**Text shown**
---+---
5. The method of claim 2 further comprising;

editing the image based on the generated mask.

6. A method for determining a human-object interaction (HOI) from a proposal, the method comprising:

receiving the proposal comprising a human and an object, the proposal created based on an image;

extracting human feature information from the proposal;

extracting object appearance feature information from the proposal;

extracting spatial feature information from a human-object crop determined according to boundaries of the human and the object in the image; and

determining whether an HOI exists between the human and the object based on the human feature information, the object feature information, and the spatial feature information.

7. The method of claim 6, wherein the extracting human feature information from the proposal comprises:

extracting human pose feature information from a human-crop, the human-crop

determined according to boundaries of the human in the image; and

extracting human appearance feature information from the human-crop.

8. The method of claim 7, wherein the extracting object appearance feature information from the proposal comprises:

extracting the obj ect appearance feature information from an obj ect-crop determined according to boundaries of the object in the image.

9. The method of claim 8, wherein the determining comprises:

applying multiplicative operation to the human pose feature information and the human appearance feature information to generate a first pose-based human appearance feature output;

applying, via a first neural network, non-linear transformation to the first pose-based human appearance feature output to generate a second pose-based human appearance feature output;

applying, via a second neural network, non-linear transformation to the human appearance feature information to generate human appearance output;

concatenating the second pose-based human appearance feature output with the human appearance output to generate a third pose-based human appearance feature output; and

applying, via a third neural network, non-linear transformation to the third pose-based human appearance feature output to generate a fourth pose-based human appearance feature output.

10. The method of claim 9 further comprising:

applying multiplicative operation to the human pose feature information and the spatial feature information to generate a first pose-aware spatial feature output;

applying, via a fourth neural network, non-linear transformation to the first pose-aware spatial feature output to generate a second pose-aware spatial feature output;

concatenating the second pose-aware spatial feature output with the spatial feature information to generate a third pose-aware spatial feature output; and

applying, via a fifth neural network, non-linear transformation to the third pose-aware spatial feature output to generate a fourth pose-aware spatial feature output.

11. The method of claim 10 further comprising:

generating a first human local context output based on concatenation of the fourth pose-based human appearance feature output and the fourth pose-aware spatial feature output;

applying, via a sixth neural network, non-linear transformation to the first human local context output to generate a second human local context output;

generating a first human-object global context output based on concatenation of: the fourth pose-based human appearance feature output, the fourth pose-aware spatial feature output, and the object appearance feature information;

applying, via a seventh neural network, non-linear transformation to the first human-object global context output to generate a second human-object global context output;

generating a first object local context output based on concatenation of the fourth pose-aware spatial feature output and the object appearance feature information; and

applying, via an eighth neural network, non-linear transformation to the first object local context output to generate a second object local context output.
---+---
**Information shown**
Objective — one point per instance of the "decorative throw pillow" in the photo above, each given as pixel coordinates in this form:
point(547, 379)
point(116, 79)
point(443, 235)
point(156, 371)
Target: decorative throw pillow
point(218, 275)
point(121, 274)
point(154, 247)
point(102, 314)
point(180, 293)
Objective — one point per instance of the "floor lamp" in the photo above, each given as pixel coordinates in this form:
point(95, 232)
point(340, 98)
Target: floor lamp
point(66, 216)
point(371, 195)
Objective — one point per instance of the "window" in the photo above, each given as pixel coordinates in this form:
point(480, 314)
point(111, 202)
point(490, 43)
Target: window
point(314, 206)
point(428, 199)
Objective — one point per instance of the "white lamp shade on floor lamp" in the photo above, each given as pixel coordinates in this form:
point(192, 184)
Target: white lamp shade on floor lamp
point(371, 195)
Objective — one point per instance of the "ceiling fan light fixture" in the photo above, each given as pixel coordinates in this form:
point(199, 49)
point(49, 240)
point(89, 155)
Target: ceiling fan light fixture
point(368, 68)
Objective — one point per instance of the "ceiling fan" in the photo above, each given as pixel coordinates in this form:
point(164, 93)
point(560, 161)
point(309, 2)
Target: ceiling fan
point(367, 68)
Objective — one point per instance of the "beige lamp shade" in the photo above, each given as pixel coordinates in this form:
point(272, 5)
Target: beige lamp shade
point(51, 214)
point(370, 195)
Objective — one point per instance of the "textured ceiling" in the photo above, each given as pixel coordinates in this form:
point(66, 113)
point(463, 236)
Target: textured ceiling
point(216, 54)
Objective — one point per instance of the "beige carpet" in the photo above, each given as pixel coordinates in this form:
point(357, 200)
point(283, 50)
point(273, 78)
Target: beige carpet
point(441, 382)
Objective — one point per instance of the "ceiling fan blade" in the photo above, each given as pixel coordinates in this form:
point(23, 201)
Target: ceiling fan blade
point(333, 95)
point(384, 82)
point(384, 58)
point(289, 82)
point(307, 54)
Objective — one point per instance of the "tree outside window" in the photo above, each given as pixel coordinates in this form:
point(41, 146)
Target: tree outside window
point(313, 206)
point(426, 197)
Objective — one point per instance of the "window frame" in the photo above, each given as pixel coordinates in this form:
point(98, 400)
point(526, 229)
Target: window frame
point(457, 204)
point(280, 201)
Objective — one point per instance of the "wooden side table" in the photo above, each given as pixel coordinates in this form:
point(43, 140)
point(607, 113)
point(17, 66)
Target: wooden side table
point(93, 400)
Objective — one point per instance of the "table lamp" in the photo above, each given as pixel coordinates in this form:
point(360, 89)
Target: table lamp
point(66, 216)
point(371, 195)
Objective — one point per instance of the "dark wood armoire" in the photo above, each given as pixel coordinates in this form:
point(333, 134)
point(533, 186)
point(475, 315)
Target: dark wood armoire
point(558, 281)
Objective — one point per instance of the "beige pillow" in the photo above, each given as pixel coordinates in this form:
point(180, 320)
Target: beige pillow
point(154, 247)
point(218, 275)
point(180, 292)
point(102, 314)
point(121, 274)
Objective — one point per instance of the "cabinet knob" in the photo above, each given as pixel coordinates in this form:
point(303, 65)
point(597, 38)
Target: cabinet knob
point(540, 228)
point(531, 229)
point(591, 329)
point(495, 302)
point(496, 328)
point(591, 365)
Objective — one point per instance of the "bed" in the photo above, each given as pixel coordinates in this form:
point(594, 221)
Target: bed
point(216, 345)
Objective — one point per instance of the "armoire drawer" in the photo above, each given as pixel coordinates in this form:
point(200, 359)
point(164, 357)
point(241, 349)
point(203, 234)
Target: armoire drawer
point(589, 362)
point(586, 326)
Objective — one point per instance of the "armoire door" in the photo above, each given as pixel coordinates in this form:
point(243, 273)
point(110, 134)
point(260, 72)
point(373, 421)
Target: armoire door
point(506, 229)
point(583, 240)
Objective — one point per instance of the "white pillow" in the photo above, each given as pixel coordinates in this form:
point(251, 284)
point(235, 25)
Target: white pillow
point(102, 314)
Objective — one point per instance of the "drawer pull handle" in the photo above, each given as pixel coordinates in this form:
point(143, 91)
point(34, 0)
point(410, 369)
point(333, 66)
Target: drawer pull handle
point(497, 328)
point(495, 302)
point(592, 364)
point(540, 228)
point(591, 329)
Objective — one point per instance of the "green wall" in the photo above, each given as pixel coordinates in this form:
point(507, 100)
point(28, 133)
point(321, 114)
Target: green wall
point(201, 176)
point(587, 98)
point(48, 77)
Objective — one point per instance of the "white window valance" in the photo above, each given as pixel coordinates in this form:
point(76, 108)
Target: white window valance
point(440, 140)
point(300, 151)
---+---
**What is asked**
1) According to the patent claims, which neural network applies the non-linear transformation that produces the second pose-aware spatial feature output?
2) Write out the passage of the patent claims between "7. The method" and "from the human-crop.", inclusive, word for word.

**Answers below**
1) The fourth neural network.

2)
7. The method of claim 6, wherein the extracting human feature information from the proposal comprises:

extracting human pose feature information from a human-crop, the human-crop

determined according to boundaries of the human in the image; and

extracting human appearance feature information from the human-crop.